§ **DIRECTIONS FOR THIS TASK**
Starting with the line that contains "The locator SHOULD return, for each instance of the water" and going on through the line that contains "x=245 y=145", both included, write out those lines again with the requests in full. Multiply every coordinate in the answers by 1.4 and round to whole numbers, halves up, leaving the requests and their format samples unchanged.

§ **MATERIAL SHOWN**
= = =
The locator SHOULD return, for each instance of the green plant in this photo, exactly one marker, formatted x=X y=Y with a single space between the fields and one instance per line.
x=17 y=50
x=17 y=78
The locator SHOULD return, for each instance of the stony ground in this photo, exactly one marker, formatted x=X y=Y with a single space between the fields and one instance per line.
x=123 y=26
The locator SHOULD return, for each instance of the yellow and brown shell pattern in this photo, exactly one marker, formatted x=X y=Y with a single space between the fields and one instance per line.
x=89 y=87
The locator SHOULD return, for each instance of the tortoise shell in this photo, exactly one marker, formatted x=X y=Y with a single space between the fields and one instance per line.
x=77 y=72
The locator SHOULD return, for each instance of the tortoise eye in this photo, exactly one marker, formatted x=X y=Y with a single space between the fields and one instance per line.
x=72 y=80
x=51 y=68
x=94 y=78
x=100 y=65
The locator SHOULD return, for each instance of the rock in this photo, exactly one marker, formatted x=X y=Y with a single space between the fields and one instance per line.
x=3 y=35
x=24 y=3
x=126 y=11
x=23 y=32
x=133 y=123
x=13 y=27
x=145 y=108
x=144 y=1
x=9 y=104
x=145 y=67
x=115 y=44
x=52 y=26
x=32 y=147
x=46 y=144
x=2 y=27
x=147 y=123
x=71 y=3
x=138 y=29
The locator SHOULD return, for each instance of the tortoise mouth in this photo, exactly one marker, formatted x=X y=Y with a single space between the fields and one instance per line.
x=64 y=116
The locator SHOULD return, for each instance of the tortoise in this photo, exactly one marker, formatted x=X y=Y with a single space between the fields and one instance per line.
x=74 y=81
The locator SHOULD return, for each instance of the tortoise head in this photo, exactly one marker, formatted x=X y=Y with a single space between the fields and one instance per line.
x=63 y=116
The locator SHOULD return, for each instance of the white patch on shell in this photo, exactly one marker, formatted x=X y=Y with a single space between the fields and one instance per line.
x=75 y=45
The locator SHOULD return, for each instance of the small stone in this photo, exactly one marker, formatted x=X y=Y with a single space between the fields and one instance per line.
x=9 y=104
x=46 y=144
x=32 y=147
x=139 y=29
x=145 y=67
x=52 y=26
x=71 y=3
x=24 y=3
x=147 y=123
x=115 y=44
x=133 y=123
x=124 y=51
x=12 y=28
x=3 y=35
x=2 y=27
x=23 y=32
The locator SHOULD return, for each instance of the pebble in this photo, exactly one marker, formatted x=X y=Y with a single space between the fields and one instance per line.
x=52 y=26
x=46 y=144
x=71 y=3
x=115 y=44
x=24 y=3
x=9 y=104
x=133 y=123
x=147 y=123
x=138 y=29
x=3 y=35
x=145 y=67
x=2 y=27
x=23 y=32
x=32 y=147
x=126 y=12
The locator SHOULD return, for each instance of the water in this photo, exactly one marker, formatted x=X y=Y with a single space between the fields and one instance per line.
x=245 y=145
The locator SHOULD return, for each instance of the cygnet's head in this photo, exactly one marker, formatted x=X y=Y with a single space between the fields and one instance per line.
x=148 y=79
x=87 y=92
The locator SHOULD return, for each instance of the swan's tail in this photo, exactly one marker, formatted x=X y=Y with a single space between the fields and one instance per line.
= = =
§ **IN RESPONSE**
The locator SHOULD return, for each instance of the water in this photo, exactly one marker, formatted x=X y=Y with a single space between the fields and one instance per line.
x=343 y=203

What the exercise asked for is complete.